◆ PROBLEM TO SOLVE
Please rewrite the lines below as a numbered list, leaving out any blank lines.

◆ MATERIAL
++++++++++++++++++++

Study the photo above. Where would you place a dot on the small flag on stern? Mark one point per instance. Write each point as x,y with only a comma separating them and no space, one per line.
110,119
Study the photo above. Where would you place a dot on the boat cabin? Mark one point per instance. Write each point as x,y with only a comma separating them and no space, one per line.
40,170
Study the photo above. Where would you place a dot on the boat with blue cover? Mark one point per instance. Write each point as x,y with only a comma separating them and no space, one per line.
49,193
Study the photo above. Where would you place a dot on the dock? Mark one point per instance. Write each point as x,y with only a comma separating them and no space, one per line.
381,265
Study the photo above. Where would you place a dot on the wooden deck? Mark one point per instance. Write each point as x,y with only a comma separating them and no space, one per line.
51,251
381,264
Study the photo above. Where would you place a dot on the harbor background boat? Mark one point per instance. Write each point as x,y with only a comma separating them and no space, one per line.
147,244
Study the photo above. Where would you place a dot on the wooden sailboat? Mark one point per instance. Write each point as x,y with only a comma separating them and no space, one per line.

++++++++++++++++++++

◆ CORRECT ANSWER
1. Study the photo above. Where would you place a dot on the small flag on stern? Mark one point per instance. Write each point as x,y with only a comma separating them and no space, one per line.
2. 110,119
3. Study the photo above. Where would you place a dot on the boat cabin? Mark one point per instance. Write each point as x,y with only a comma separating them and no space, one per line.
4. 40,170
5. Study the photo above. Where would you place a dot on the boat with blue cover? Mark one point per instance. Write each point as x,y with only a comma separating them and no space, one per line.
6. 49,193
7. Study the photo above. Where would you place a dot on the dock? Mark one point per instance. Write each point as x,y with only a comma separating them and no space, one per line.
8. 381,265
9. Study the photo above. Where would you place a dot on the wooden deck? Mark one point per instance. Write each point as x,y with only a comma separating them and no space, one per line.
10. 51,251
11. 381,264
12. Study the photo above. Where would you place a dot on the harbor background boat? Mark one point per instance. Write each point as x,y with only a comma separating them and no space, one per line.
13. 147,244
14. Study the photo above. Where would you place a dot on the wooden sailboat? Mark one point per instance. Write each point as x,y with only a comma separating them and no space, one per line.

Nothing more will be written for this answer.